#### Aim of the task
Transcribe all of the material exactly.
--- BEGIN ---
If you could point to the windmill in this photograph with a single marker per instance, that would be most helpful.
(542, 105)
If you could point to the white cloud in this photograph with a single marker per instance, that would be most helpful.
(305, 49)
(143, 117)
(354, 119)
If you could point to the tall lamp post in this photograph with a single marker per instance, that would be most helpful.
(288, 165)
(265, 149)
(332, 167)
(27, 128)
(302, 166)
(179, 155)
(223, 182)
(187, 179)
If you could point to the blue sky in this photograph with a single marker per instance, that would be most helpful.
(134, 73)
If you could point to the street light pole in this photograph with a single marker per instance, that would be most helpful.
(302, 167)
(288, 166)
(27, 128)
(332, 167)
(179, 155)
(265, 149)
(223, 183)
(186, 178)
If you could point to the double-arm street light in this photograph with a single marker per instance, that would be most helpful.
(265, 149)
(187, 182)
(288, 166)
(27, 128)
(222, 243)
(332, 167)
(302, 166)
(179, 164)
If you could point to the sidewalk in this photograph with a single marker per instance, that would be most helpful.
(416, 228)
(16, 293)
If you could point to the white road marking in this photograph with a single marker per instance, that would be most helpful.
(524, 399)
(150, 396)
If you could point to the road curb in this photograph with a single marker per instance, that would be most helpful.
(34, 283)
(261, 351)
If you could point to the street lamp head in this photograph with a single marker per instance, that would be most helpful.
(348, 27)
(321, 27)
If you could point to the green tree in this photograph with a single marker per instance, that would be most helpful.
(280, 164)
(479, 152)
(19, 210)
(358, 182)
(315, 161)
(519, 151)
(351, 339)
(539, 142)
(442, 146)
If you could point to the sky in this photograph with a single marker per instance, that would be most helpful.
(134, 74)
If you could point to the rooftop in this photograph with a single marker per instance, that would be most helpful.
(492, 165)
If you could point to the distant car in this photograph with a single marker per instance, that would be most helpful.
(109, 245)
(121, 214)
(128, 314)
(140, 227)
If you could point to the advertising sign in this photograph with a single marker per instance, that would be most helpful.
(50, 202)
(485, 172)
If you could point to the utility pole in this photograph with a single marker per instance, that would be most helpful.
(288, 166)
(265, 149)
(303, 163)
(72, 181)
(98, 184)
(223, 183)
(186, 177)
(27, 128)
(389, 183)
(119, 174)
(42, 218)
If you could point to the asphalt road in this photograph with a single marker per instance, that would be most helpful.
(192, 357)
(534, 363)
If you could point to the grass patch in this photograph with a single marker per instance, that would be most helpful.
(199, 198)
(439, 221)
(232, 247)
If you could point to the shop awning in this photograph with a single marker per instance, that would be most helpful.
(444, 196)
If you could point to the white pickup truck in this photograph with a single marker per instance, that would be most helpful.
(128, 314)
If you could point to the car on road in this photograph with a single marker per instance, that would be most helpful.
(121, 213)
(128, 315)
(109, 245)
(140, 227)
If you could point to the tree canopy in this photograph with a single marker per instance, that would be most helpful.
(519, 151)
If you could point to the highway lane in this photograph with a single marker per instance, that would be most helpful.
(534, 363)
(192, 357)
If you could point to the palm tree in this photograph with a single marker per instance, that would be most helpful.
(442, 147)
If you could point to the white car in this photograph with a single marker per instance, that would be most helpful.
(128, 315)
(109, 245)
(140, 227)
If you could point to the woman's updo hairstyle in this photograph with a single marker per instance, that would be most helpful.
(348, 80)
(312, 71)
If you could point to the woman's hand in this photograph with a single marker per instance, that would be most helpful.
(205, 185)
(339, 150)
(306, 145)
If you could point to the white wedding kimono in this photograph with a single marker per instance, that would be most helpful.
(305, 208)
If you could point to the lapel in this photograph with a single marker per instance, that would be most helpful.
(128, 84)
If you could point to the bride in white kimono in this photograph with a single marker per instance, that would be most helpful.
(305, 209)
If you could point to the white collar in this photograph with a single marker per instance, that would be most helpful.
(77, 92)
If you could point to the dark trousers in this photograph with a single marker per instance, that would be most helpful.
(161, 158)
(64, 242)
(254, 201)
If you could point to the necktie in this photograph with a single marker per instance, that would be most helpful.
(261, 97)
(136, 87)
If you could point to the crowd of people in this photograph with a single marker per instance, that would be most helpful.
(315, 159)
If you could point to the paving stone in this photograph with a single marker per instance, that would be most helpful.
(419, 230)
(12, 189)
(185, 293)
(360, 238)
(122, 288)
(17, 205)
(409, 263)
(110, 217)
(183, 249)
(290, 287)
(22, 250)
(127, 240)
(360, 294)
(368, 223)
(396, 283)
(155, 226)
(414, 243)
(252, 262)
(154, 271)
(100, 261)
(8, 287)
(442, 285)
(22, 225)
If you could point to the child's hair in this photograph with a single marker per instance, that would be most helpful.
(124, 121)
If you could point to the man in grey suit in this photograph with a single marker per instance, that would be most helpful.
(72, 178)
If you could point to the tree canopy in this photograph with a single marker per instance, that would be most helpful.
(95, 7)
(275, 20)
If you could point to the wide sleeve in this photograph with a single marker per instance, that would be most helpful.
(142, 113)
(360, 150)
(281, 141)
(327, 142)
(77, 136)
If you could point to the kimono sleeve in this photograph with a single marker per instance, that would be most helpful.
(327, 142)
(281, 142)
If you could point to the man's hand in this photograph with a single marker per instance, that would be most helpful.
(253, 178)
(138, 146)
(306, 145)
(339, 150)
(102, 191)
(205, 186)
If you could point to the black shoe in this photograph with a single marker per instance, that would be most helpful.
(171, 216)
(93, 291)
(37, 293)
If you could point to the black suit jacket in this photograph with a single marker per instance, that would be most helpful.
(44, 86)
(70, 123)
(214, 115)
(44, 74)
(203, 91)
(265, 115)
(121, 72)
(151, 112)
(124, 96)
--- END ---
#### Finished task
If you could point to the windmill in this photograph with a single marker per instance, that would be most helpful.
(542, 105)
If you could point to the white cloud in this photograph with a single marker per instance, that would be most helpful.
(305, 49)
(143, 117)
(354, 119)
If you could point to the tall lamp post in this photograph with a single marker per instance, that would be most helpful.
(288, 165)
(265, 149)
(332, 167)
(27, 128)
(302, 166)
(179, 155)
(223, 182)
(187, 179)
If you could point to the blue sky in this photograph with a single marker per instance, that would be most helpful.
(134, 73)
If you could point to the street light pole in this photograph with a single marker per instance, that would be most helpful.
(302, 167)
(288, 166)
(27, 128)
(332, 167)
(179, 155)
(265, 149)
(223, 183)
(186, 178)
If you could point to the double-arm street light in this photograph with a single marker per instance, that would be most helpful.
(265, 149)
(187, 182)
(288, 166)
(27, 128)
(222, 243)
(332, 167)
(302, 166)
(179, 164)
If you could point to the sidewalk in this photograph with a single marker per instance, that would be most helpful.
(416, 228)
(16, 293)
If you could point to the white road marking in this photograph with a single marker per instance, that would be most helpful.
(524, 399)
(150, 396)
If you could point to the road curb in this photograph with a single marker per instance, that would be most helpful.
(34, 283)
(261, 351)
If you could point to the street lamp head in this photograph with a single marker per instance, that would be most helpful.
(348, 27)
(321, 27)
If you could point to the green tree in this photograph with a single marker per instance, that would be most helpful.
(280, 164)
(479, 152)
(19, 210)
(358, 182)
(315, 161)
(519, 151)
(351, 339)
(539, 142)
(442, 146)
If you could point to the sky in this photograph with a single marker per instance, that would be most helpful.
(134, 74)
If you could point to the rooftop in this photograph with a single marker per instance, that would be most helpful.
(492, 165)
If you could point to the distant car in this photograph with a single marker per instance, that would be most helpful.
(109, 245)
(121, 214)
(128, 314)
(140, 227)
If you could point to the advertising sign in this photograph with a single marker per instance, that would be most helpful.
(50, 202)
(485, 172)
If you could point to the utility pole in this photograph with a single marker per instance, that would be most helpful.
(288, 166)
(265, 149)
(303, 163)
(72, 181)
(98, 184)
(223, 183)
(186, 177)
(27, 128)
(389, 183)
(119, 174)
(42, 218)
If you could point to the asphalt road in this photograph with a single marker per instance, that would be most helpful.
(192, 357)
(534, 363)
If you could point to the grass patch in this photograph with a single marker per instance, that would be most helpful.
(199, 198)
(439, 221)
(232, 247)
If you could point to the shop awning in this photograph with a single marker per instance, that would be most helpful.
(444, 196)
If you could point to the white pickup truck in this photograph with a single marker per instance, that would be most helpful.
(128, 314)
If you could point to the car on road in this photograph with a single marker per instance, that would be most helpful.
(121, 213)
(128, 315)
(109, 245)
(140, 227)
If you could point to the tree canopy in this photograph with a single marker per instance, that would be most helpful.
(519, 151)
If you could point to the highway lane in this photograph with a single marker per instance, that would be most helpful.
(534, 363)
(192, 357)
If you could point to the palm tree in this photograph with a single marker per instance, that would be most helpful.
(442, 147)
If you could point to the white car in this photograph with a single marker per instance, that would be most helpful.
(128, 315)
(109, 245)
(140, 227)
If you could point to the woman's updo hairstyle in this photograph with a single marker per instance, that would be most helpful.
(348, 80)
(312, 71)
If you could point to the woman's hand in this photograph with a single marker per instance, that would be most helpful.
(205, 185)
(339, 150)
(306, 145)
If you could point to the white wedding kimono in this photograph with a single marker per instance, that would be most helpful.
(305, 208)
If you could point to the lapel in this photograph with a single marker per instance, that would be most helpful.
(128, 84)
If you could point to the bride in white kimono in this photograph with a single marker per instance, that would be most helpful.
(305, 209)
If you could point to the white collar in this photograph with a single marker per instance, that would be most helpful.
(77, 92)
If you could point to the dark trousers in this photograph with a single marker per instance, that would be most helpful.
(161, 158)
(64, 242)
(254, 201)
If you could point to the necktie in this photograph with a single marker per instance, that would be most helpful.
(261, 97)
(136, 87)
If you could point to the crowd of people in this photograph with a single marker per instance, that would be most helpful.
(315, 159)
If you could point to the paving stone in this photograph with a single marker per instance, that would be most helpful.
(419, 230)
(12, 189)
(185, 293)
(360, 238)
(122, 288)
(17, 205)
(409, 263)
(110, 217)
(183, 249)
(290, 287)
(22, 250)
(127, 240)
(360, 294)
(368, 223)
(396, 283)
(155, 226)
(414, 243)
(252, 262)
(154, 271)
(100, 261)
(8, 287)
(442, 285)
(22, 225)
If you could point to the child's hair in this photograph with a single marker per instance, that would be most helpful.
(124, 121)
If you could point to the man in grey suit in this photograph with a single marker per instance, that would be most helpful.
(72, 178)
If you could point to the tree canopy in this photograph with a single marker per instance, that would be most helpful.
(95, 7)
(275, 20)
If you could point to the wide sleeve in this photograph with a single marker per instance, that would be most helpful.
(142, 113)
(360, 150)
(281, 141)
(327, 142)
(77, 136)
If you could point to the kimono sleeve in this photograph with a single marker per instance, that would be most helpful.
(327, 142)
(281, 142)
If you could point to the man's hand in this photograph with a single marker per instance, that would be most helpful.
(253, 178)
(138, 146)
(306, 145)
(339, 150)
(102, 191)
(205, 186)
If you could point to the black shoe in this photograph with a single marker per instance, that would be most helpful.
(171, 216)
(93, 291)
(37, 293)
If you could point to the black suit jacket in this photograph with a single marker per instance, that would be most helpful.
(44, 86)
(70, 123)
(214, 115)
(44, 74)
(203, 91)
(265, 115)
(121, 72)
(151, 112)
(124, 96)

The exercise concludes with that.